[What to produce] Reproduce exactly the final portion of the data: every line from the one containing "Place a marker on the gloved" through the last line, inclusive.

[Source records]
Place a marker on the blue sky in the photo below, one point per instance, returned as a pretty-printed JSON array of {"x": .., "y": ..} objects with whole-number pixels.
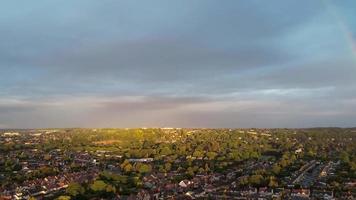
[{"x": 183, "y": 63}]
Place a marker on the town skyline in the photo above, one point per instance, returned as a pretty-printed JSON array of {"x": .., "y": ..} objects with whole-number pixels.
[{"x": 177, "y": 64}]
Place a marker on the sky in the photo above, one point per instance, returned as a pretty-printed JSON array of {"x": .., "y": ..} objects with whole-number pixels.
[{"x": 186, "y": 63}]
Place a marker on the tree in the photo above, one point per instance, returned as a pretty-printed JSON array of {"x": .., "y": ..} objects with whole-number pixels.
[
  {"x": 75, "y": 189},
  {"x": 98, "y": 186},
  {"x": 211, "y": 155},
  {"x": 144, "y": 168},
  {"x": 272, "y": 182},
  {"x": 256, "y": 179},
  {"x": 276, "y": 169},
  {"x": 168, "y": 166},
  {"x": 63, "y": 198}
]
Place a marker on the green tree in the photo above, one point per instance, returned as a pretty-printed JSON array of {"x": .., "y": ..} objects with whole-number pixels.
[
  {"x": 63, "y": 198},
  {"x": 75, "y": 189},
  {"x": 98, "y": 186}
]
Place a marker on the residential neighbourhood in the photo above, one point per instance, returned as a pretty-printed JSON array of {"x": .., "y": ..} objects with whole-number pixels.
[{"x": 177, "y": 164}]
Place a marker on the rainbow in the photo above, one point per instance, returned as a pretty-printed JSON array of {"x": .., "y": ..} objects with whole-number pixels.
[{"x": 344, "y": 28}]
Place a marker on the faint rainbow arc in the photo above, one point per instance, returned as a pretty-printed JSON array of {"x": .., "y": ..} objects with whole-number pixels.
[{"x": 343, "y": 27}]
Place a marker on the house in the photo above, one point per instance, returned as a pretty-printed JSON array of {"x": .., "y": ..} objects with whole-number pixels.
[
  {"x": 300, "y": 192},
  {"x": 185, "y": 183}
]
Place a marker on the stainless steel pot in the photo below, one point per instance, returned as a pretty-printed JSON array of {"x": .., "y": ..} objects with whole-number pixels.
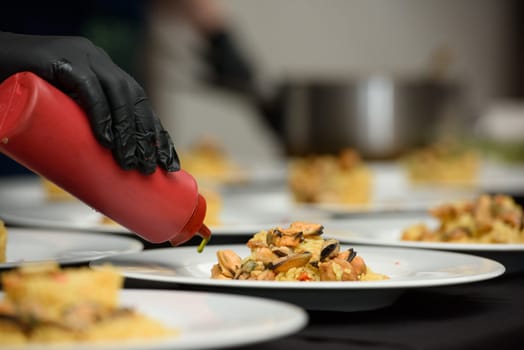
[{"x": 381, "y": 117}]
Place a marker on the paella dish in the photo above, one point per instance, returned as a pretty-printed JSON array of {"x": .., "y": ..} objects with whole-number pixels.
[
  {"x": 442, "y": 164},
  {"x": 486, "y": 219},
  {"x": 296, "y": 253},
  {"x": 340, "y": 179},
  {"x": 46, "y": 304}
]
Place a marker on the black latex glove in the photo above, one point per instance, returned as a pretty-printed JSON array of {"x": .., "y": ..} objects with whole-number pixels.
[{"x": 118, "y": 109}]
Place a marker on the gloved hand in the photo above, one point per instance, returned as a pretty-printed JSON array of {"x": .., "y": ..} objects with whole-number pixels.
[{"x": 119, "y": 111}]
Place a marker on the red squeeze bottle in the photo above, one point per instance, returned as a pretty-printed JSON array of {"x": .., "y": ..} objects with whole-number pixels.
[{"x": 47, "y": 132}]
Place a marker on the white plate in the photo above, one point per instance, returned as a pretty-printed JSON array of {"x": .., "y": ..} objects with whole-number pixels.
[
  {"x": 64, "y": 247},
  {"x": 407, "y": 268},
  {"x": 23, "y": 202},
  {"x": 393, "y": 192},
  {"x": 205, "y": 321},
  {"x": 382, "y": 230}
]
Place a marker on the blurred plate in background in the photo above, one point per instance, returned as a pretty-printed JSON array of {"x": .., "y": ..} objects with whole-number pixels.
[{"x": 64, "y": 247}]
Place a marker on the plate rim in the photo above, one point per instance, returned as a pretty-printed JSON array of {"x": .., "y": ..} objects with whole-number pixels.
[
  {"x": 498, "y": 270},
  {"x": 298, "y": 320},
  {"x": 133, "y": 245}
]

[Written response]
Place a marker on the gloved hand in the photo above, one point per instance, returned as a pretty-printed JSON array of {"x": .., "y": ..} objects with whole-number pixels.
[{"x": 119, "y": 111}]
Place a marker on the red squeeze bottle in the photo above, one point per instance, returned as a pretty-printed JSON array of {"x": .., "y": ..} objects with whole-number pixels.
[{"x": 47, "y": 132}]
Place a marker on the white plate in the photo above, one point per instance, returned as a pretty-printed JSON array of {"x": .., "y": ..} objects with whole-number pixels.
[
  {"x": 64, "y": 247},
  {"x": 407, "y": 268},
  {"x": 23, "y": 202},
  {"x": 393, "y": 192},
  {"x": 205, "y": 321},
  {"x": 382, "y": 230}
]
Place a marker on the blurred plate in background in the photo above, one point per instance, returned as a pretty-printed JSON array of {"x": .., "y": ..} objects with whole-number pixels.
[{"x": 64, "y": 247}]
Place a marker on the plate rim in the photo above, one point per instance, returned as a pretty-printed JSON array of {"x": .., "y": ..} objects with whole-number pixels.
[
  {"x": 498, "y": 270},
  {"x": 298, "y": 320},
  {"x": 133, "y": 245}
]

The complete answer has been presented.